The data below:
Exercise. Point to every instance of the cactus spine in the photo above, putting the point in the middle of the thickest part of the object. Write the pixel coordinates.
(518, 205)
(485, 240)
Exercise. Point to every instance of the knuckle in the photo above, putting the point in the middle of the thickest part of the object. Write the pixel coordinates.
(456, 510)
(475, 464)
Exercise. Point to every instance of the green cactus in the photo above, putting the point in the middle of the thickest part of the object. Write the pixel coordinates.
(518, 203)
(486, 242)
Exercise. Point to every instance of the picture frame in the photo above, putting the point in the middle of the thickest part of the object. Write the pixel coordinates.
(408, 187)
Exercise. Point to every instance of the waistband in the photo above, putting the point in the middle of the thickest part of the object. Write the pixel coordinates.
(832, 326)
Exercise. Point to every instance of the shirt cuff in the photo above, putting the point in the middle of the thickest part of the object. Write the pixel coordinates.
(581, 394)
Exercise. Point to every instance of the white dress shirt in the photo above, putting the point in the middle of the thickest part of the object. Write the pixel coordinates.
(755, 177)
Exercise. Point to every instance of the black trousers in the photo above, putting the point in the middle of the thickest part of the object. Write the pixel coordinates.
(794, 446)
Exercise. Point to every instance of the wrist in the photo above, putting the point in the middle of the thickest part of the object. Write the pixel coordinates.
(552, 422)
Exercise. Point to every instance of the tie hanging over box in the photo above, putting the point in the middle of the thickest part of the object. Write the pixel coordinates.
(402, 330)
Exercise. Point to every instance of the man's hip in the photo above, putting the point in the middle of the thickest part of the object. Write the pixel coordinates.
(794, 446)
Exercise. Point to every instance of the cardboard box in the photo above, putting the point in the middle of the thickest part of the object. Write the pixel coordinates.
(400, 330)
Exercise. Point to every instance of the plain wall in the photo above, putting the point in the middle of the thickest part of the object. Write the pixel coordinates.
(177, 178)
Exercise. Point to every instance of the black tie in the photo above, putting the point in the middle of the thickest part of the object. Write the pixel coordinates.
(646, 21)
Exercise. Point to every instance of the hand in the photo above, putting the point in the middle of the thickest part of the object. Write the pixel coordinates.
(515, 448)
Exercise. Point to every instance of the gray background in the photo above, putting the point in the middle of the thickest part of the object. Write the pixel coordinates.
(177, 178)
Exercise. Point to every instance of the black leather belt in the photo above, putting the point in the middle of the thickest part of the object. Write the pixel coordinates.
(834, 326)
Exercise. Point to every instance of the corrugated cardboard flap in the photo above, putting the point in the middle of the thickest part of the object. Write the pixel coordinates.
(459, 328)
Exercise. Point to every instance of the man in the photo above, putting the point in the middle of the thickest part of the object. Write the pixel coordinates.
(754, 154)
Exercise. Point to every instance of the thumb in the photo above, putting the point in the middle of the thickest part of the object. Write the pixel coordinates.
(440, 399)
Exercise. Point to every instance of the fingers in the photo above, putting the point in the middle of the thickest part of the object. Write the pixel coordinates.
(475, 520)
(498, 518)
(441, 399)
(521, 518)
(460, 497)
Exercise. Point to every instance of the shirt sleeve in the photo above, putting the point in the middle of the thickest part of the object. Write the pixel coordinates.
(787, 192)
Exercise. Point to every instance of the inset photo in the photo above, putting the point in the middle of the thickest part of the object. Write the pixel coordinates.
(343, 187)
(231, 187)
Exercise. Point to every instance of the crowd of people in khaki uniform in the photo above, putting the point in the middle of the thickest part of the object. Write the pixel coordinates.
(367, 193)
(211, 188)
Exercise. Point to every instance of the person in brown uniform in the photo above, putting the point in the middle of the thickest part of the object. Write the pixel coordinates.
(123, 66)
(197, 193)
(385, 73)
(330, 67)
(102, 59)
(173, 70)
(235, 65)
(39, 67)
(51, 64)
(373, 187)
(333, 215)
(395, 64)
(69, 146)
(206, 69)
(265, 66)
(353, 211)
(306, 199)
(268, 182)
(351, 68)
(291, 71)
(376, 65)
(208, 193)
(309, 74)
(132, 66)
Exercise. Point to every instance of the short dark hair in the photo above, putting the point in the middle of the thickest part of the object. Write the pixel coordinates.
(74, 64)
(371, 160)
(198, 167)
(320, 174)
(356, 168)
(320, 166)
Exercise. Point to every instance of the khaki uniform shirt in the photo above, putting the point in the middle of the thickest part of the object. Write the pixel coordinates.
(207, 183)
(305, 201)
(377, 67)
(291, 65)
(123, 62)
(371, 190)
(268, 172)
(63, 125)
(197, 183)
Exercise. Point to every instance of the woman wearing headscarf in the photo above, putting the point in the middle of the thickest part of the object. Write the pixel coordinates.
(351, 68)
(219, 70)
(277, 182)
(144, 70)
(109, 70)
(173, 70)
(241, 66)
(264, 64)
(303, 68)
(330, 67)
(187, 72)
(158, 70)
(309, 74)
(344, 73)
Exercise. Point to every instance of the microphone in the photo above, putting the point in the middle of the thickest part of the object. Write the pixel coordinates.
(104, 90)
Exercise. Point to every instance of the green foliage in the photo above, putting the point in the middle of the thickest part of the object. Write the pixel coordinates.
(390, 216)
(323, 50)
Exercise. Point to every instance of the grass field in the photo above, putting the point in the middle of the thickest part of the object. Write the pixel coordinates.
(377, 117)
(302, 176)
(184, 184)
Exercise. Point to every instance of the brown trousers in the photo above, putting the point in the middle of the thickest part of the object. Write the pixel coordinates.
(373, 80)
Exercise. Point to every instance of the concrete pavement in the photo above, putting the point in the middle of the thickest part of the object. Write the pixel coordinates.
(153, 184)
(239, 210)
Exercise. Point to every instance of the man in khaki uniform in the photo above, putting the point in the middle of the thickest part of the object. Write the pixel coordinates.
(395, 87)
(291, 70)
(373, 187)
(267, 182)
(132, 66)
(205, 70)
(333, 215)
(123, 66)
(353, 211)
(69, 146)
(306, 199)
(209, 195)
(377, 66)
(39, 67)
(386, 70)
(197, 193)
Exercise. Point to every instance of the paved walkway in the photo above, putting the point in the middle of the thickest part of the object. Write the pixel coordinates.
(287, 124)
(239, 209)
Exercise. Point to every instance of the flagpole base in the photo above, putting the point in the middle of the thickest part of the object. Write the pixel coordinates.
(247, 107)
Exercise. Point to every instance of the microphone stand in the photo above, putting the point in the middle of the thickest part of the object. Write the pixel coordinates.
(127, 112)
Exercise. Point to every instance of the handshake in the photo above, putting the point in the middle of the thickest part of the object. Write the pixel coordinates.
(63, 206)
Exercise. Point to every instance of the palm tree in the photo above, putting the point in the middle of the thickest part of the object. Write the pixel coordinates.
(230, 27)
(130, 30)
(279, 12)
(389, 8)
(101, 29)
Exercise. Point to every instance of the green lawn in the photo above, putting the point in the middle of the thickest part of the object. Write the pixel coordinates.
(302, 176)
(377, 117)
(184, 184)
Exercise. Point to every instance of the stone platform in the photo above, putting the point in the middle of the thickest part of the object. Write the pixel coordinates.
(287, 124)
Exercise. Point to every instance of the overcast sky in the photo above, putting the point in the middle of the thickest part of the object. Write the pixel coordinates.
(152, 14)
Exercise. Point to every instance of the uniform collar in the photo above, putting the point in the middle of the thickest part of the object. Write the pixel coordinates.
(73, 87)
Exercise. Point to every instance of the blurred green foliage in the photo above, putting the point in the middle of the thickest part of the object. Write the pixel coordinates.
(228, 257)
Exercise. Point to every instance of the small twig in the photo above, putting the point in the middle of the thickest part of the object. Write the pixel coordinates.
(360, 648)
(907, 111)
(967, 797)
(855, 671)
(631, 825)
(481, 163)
End of The data.
**Task item:**
From the first line to the last, output the records word for word.

**Answer to this exercise:**
Exercise. Point to every instance of the cactus spine in the photo above, putting the point in the middle of the thickest part of the object. Write the pixel coordinates.
(518, 205)
(485, 240)
Exercise. Point to every instance of the knuckle in the photo above, putting the point in the middle of the thickest part of the object. Write the pixel coordinates.
(456, 510)
(475, 464)
Exercise. Point to every instance of the green cactus in the photo above, putting the point in the middle of the thickest part of the object. Write the pixel coordinates.
(518, 203)
(486, 242)
Exercise. Point to every instance of the picture frame in the photo above, putting the point in the middle of the thickest part of the object. Write the pixel coordinates.
(408, 187)
Exercise. Point to every instance of the waistband in the photo above, putting the point in the middle of the thickest part of the object. Write the pixel coordinates.
(832, 326)
Exercise. Point to every instance of the shirt cuff in the photo above, putting the point in the middle of the thickest part of the object. Write the pixel coordinates.
(581, 394)
Exercise. Point to every instance of the white dress shirt in the photo above, putting the point in the middle of the thickest part of the object. Write the pixel coordinates.
(755, 177)
Exercise. Point to every instance of the black trousers in the photo above, putting the point in the middle of the thickest part of the object. Write the pixel coordinates.
(794, 446)
Exercise. Point to every instance of the wrist in the photo above, putting the point in the middle of the thickest part of the object. Write the pixel coordinates.
(552, 422)
Exercise. Point to every instance of the tie hanging over box in the photo above, putting the point in the middle of the thickest part of the object. Write the pixel coordinates.
(402, 330)
Exercise. Point to every instance of the man's hip in the photo above, putting the point in the middle of the thickest part of the object. Write the pixel coordinates.
(794, 446)
Exercise. Point to every instance of the cardboard box in the photo above, putting the point in the middle of the thickest part of the object. Write the pixel coordinates.
(400, 330)
Exercise. Point to every instance of the plain wall in the photo above, putting the point in the middle of the thickest part of the object. Write the pixel coordinates.
(177, 178)
Exercise. Point to every instance of the black tie in the photo above, putting the point in the middle of the thickest part of the object. Write the pixel coordinates.
(646, 21)
Exercise. Point to every instance of the hand in the photo above, putting the point in the middle of the thickest part of the object. Write the pixel coordinates.
(515, 448)
Exercise. Point to every instance of the gray background in the photo above, putting the point in the middle of the thickest part of the object. Write the pixel coordinates.
(177, 178)
Exercise. Point to every instance of the black leather belt in the photo above, putting the point in the middle of the thickest part of the object. Write the pixel coordinates.
(834, 326)
Exercise. Point to every instance of the corrugated cardboard flap in the photo above, putting the point in the middle of the thickest part of the object. Write the pixel coordinates.
(459, 328)
Exercise. Point to every instance of the man in the photo above, putting the point in the middle of the thickest part of the object. Write the pixel coordinates.
(754, 154)
Exercise. Point to every instance of the thumb in the photo above, putting the point in the middle of the thickest part of the object. Write the pixel coordinates.
(440, 399)
Exercise. Point to every instance of the fingers in the photo above, putting the point in the middle of the thickest part of the object. Write the pixel coordinates.
(475, 520)
(498, 518)
(441, 399)
(521, 518)
(460, 497)
Exercise. Point to every instance of the shirt sleeve in the photo above, putting the point in the middle of the thickest part of the object. Write the pixel coordinates.
(787, 192)
Exercise. Point to every instance of the inset photo in the photo above, putting the point in the middle of the thickest part of the object. Write the pixel coordinates.
(343, 187)
(231, 187)
Exercise. Point to every instance of the crowd of people in khaki uniform in the photo above, putting the point in the middle of the thickest part of the object. Write the pixel coordinates.
(367, 193)
(211, 188)
Exercise. Point to every instance of the person in brown uniform in the photo above, putting the point in the middle of the thickest part of the object. Write the pixel coordinates.
(123, 66)
(197, 193)
(385, 73)
(330, 67)
(102, 59)
(173, 70)
(235, 65)
(39, 67)
(51, 64)
(373, 187)
(333, 215)
(395, 64)
(69, 146)
(206, 69)
(265, 66)
(353, 211)
(306, 199)
(268, 182)
(351, 68)
(291, 71)
(376, 65)
(208, 193)
(309, 74)
(132, 66)
Exercise. Point to every instance of the short dark hair in the photo above, putting the point in the middle of the thickest part of the object. Write the pixel coordinates.
(74, 64)
(371, 160)
(198, 167)
(320, 174)
(356, 168)
(320, 166)
Exercise. Point to every instance of the khaki uniform shirt in the photo above, putting the point in the middle of the thickest part of the object. Write the pixel coordinates.
(207, 183)
(305, 201)
(377, 67)
(291, 65)
(123, 62)
(371, 190)
(268, 172)
(63, 125)
(197, 183)
Exercise. Point to every instance of the woman wearing headscarf in the photo above, putting the point in the middle of the thickest part of the object. Write the pixel coordinates.
(351, 68)
(219, 70)
(277, 182)
(144, 70)
(109, 70)
(173, 70)
(241, 66)
(264, 64)
(303, 68)
(330, 67)
(187, 72)
(158, 70)
(309, 74)
(344, 73)
Exercise. Point to every instance of the microphone in the photo above, putting the point in the middle of the thickest part of the object. Write the pixel coordinates.
(104, 90)
Exercise. Point to every instance of the green foliage in the photo above, putting the point in the middle of the thickest part of the object. Write the pixel coordinates.
(390, 216)
(323, 50)
Exercise. Point to every instance of the grass field in the photo above, putting the point in the middle of the thickest part of the object. Write the pixel coordinates.
(377, 117)
(302, 176)
(184, 184)
Exercise. Point to every instance of the brown trousers in the photo above, putting the point in the middle of the thickest part of the object. Write the pixel coordinates.
(373, 80)
Exercise. Point to every instance of the concrete pavement in the photo above, putting the point in the middle of the thickest part of the object. Write the pixel coordinates.
(153, 184)
(239, 210)
Exercise. Point to every instance of the man in khaki uniform in the photo above, putting the point in the middle of the thickest part of the object. Write the pixel coordinates.
(395, 87)
(291, 70)
(373, 187)
(267, 182)
(132, 66)
(205, 70)
(333, 215)
(123, 66)
(353, 211)
(69, 146)
(306, 199)
(209, 195)
(377, 66)
(39, 67)
(386, 70)
(197, 193)
Exercise. Point to every instance of the paved walkway in the photo above, putting the point in the middle of the thickest part of the object. Write the pixel coordinates.
(287, 124)
(239, 209)
Exercise. Point to every instance of the flagpole base in the photo above, putting the point in the middle of the thickest part of the object. Write the pixel coordinates.
(247, 107)
Exercise. Point to every instance of the microphone stand in the photo above, putting the point in the middle of the thickest part of the object. Write the pixel coordinates.
(127, 112)
Exercise. Point to every instance of the handshake in the photo above, putting the point in the middle of the thickest part of the object. Write the pixel coordinates.
(63, 206)
Exercise. Point to every instance of the palm tree in the photo above, putting the point in the middle of the thickest part of the object. Write the pixel coordinates.
(230, 27)
(130, 30)
(279, 12)
(389, 8)
(101, 29)
Exercise. Point to every instance of the green lawn in the photo above, putting the point in the middle of the thickest part of the object. Write the pixel coordinates.
(302, 176)
(377, 117)
(184, 184)
Exercise. Point to every instance of the stone platform in the photo above, putting the point in the middle of the thickest part of the object. Write the pixel coordinates.
(287, 124)
Exercise. Point to every instance of the overcast sky in the photo above, putting the point in the middle of the thickest part of the object. Write the pixel coordinates.
(152, 14)
Exercise. Point to every instance of the uniform collar in the photo above, putting the point in the middle of the thickest part of the object. Write the pixel coordinates.
(73, 87)
Exercise. Point to every instance of the blurred green foliage in the photo above, putting the point in the middle of the thickest part of the object. Write the pixel coordinates.
(228, 257)
Exercise. Point to every instance of the small twig in the photo above, putting the point in the middle of the thickest part of the object. Write the pixel coordinates.
(360, 648)
(907, 111)
(967, 797)
(855, 671)
(631, 825)
(481, 163)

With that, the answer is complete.